> Set tasks:
1. In the collaborative filtering passage, which variant of the algorithm did the project implement?
2. Decide whether each statement agrees with the collaborative filtering passage. For each, answer yes or no and quote the words that decide it.
(a) The user's profile is built from a brief questionnaire.
(b) The project implemented the Item Based variant.
(c) The function get_suggestions takes the current user's preference and a set of similar users as inputs.

— Begin Source passage —

Depending on a brief questionnaire users filled in, we build a profile
of what profile category the user might fall into. Based on this
we look at recommending activities they might do at a location of their choice.

In computer science this problem is often reffered to as `Collaborative Filtering <https://en.wikipedia.org/wiki/Collaborative_filtering>`_
There are two variants of this algorithms namely Item Based and User Based.
For this project we've implemented User Based. The core idea of Collaborative
Filtering is to

#. Capture preference of the user
#. Find set of users that have similar preference to the requestor
#. Recommend items based on preference of similar users

At high level it be expressed as:

.. code-block:: python

   from collections import defaultdict

   # this function is responsible for generating recommendations
   def get_suggestions(current_user_preference, similar_users):
       # this dictionary will have lookup of item to score
       global all_preferences

       results = defaultdict(float)

— End Source passage —
— Begin Supplied information —

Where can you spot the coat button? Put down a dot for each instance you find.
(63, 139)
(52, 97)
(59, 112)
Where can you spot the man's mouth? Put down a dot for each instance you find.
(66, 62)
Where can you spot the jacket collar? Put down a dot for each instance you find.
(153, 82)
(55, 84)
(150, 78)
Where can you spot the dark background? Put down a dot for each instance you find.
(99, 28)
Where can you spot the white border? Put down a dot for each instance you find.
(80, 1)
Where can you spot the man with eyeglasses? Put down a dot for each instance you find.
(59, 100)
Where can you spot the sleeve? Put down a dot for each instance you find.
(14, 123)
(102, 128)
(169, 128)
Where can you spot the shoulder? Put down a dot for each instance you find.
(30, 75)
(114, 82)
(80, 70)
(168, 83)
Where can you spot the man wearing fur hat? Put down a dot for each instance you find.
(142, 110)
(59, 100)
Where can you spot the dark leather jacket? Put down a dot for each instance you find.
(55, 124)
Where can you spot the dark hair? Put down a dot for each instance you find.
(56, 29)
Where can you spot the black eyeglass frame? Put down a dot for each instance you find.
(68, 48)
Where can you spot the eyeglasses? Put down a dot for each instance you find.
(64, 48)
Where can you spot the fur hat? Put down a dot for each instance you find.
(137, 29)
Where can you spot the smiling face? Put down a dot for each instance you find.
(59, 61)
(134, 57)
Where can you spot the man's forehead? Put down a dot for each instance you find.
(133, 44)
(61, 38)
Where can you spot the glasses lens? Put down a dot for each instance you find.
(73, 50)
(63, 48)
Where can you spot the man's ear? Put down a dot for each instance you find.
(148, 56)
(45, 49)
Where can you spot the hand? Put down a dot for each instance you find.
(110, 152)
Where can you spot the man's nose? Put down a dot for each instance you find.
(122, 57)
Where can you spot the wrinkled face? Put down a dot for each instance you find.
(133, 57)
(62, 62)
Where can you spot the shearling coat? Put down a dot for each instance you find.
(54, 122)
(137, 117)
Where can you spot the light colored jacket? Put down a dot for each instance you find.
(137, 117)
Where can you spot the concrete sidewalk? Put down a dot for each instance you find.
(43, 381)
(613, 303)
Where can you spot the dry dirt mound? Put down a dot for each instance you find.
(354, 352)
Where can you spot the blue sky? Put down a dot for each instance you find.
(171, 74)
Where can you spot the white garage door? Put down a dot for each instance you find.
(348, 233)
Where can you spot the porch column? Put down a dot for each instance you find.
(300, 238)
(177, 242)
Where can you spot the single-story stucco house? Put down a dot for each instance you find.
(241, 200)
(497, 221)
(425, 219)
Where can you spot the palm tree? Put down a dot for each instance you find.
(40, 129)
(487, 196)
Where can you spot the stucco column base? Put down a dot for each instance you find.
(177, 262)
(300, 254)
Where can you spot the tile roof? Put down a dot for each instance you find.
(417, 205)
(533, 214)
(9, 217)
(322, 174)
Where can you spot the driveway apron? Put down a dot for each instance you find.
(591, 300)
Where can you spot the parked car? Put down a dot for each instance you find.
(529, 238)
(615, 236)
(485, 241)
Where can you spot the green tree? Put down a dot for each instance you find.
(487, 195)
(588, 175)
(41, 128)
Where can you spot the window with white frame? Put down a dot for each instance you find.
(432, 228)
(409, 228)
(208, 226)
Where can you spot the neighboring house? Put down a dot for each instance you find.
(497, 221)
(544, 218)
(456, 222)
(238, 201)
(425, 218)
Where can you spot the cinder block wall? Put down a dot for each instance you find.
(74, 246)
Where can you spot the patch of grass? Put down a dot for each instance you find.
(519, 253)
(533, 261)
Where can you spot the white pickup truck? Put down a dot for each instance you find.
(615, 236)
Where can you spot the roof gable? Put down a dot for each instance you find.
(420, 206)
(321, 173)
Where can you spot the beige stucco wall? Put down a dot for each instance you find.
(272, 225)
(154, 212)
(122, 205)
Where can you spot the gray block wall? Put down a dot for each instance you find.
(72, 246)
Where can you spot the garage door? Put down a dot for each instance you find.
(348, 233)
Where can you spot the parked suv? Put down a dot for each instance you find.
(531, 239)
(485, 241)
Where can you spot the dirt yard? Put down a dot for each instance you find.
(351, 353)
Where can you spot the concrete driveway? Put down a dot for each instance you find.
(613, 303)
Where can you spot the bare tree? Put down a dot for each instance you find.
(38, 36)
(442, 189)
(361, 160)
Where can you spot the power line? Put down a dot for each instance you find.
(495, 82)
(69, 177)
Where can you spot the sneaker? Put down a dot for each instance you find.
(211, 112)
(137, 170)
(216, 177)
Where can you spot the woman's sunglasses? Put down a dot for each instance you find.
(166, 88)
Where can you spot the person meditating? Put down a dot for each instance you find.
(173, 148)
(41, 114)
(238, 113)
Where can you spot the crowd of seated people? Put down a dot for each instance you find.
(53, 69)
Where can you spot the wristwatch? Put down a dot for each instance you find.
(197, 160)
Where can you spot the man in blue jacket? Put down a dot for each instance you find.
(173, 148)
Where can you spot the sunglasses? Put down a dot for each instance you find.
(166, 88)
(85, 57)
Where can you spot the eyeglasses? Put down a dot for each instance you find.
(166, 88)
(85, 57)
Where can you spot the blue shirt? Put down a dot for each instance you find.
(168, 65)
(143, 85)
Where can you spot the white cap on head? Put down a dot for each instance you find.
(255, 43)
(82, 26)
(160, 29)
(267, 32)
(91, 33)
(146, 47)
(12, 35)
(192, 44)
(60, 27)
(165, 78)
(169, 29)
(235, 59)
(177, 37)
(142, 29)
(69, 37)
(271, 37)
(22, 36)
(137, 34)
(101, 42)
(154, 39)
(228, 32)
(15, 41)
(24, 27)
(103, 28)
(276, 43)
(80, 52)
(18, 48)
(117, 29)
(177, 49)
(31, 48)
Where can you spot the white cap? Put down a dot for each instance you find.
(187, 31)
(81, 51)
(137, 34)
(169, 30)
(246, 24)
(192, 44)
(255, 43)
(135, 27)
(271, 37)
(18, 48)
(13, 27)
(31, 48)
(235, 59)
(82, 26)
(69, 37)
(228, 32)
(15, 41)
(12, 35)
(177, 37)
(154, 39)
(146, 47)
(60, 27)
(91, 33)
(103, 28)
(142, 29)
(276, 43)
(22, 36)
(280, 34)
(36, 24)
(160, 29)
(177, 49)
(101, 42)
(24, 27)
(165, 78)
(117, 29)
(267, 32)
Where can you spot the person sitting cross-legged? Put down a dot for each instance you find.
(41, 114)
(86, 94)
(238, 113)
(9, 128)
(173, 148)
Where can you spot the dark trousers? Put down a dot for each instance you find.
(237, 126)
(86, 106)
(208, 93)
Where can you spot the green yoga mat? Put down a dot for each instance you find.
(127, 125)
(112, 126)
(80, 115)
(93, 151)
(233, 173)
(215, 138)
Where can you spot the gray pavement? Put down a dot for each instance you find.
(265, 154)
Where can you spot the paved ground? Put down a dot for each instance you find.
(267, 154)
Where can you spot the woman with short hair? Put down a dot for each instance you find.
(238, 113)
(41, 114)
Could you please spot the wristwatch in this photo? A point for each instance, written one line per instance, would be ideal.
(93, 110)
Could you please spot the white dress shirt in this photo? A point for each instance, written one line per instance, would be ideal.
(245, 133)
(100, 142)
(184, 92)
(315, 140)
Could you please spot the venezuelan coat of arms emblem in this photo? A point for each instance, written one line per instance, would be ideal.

— End Supplied information —

> Responses for each task:
1. User Based.

2.
(a) Yes: "Depending on a brief questionnaire users filled in, we build a profile"
(b) No: "For this project we've implemented User Based."
(c) Yes: "def get_suggestions(current_user_preference, similar_users):"